Search the data below for "bumper"; list each line that holds it.

[Image-grounded pointing data]
↓↓↓

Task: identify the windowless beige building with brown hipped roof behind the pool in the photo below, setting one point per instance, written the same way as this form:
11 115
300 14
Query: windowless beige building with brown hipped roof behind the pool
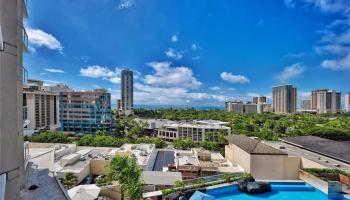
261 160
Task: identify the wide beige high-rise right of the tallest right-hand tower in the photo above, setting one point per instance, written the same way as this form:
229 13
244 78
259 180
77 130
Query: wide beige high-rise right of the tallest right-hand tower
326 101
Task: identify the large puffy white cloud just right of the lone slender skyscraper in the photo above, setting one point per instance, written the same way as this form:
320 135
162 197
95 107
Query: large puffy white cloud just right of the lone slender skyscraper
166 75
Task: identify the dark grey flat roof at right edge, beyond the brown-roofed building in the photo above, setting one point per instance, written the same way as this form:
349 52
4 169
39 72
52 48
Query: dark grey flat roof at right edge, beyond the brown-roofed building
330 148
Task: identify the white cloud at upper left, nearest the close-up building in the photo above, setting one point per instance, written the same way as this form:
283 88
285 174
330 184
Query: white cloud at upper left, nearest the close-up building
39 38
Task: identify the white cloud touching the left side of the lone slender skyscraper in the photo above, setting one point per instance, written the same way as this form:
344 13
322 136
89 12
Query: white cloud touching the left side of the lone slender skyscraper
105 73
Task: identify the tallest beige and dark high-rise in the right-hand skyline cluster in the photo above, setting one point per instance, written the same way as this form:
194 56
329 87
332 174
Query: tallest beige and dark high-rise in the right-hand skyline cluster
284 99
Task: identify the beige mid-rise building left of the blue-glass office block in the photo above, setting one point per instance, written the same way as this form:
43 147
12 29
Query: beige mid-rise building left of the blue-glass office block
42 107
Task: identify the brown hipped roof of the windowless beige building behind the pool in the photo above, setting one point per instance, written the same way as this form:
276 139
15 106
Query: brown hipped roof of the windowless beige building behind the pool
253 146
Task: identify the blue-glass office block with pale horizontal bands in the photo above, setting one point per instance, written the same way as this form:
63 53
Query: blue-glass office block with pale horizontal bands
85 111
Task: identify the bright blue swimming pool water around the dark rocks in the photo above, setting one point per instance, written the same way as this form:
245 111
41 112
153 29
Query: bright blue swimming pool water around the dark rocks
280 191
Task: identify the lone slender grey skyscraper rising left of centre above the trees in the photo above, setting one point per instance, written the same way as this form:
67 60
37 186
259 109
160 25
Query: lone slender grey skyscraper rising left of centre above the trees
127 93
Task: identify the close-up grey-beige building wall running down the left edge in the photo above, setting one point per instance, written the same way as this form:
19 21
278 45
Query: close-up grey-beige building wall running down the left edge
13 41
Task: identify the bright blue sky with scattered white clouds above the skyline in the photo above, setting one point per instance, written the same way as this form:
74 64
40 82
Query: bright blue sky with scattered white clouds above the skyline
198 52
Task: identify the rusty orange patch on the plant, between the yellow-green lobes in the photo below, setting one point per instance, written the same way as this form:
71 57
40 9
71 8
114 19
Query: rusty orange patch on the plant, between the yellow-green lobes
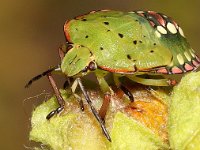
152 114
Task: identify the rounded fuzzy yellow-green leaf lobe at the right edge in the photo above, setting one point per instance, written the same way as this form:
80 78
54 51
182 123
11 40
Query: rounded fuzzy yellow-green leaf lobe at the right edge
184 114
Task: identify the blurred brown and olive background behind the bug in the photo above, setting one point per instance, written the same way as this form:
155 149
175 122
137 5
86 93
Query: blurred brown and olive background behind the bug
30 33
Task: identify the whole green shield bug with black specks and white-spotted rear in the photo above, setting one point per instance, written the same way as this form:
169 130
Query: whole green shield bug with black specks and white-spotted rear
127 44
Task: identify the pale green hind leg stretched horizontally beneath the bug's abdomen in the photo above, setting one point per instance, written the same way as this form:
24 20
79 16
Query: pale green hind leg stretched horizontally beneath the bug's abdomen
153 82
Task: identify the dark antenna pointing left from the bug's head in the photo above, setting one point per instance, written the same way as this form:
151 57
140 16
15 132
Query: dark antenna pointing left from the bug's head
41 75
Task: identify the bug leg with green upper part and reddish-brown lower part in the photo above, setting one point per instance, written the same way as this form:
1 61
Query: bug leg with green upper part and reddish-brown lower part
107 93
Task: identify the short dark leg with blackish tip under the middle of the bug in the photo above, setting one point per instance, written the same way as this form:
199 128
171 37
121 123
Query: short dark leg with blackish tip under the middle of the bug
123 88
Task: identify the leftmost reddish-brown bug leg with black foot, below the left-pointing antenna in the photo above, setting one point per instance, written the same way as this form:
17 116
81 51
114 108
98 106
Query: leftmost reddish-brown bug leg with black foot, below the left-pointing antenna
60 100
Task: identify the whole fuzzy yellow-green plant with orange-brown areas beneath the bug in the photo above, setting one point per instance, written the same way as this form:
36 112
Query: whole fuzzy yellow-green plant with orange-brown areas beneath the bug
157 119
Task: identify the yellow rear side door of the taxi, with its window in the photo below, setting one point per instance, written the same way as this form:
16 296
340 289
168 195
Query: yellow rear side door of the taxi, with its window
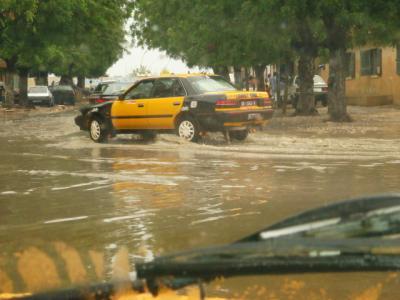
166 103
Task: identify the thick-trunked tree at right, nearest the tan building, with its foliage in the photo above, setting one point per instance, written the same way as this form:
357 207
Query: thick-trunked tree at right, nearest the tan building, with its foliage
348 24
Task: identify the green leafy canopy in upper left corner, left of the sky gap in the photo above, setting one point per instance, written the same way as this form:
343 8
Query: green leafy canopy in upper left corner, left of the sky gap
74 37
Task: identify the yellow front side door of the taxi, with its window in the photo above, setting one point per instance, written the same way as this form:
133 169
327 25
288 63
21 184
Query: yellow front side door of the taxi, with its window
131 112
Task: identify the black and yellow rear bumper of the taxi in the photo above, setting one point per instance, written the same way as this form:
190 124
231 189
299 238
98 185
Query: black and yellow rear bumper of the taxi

↑↑↑

Problem solution:
Task: identify the black and yellow rear bumper of the taxi in the photo above, setting one point per instance, written the same way as this form:
Query: black and yellow rear bumper of the taxi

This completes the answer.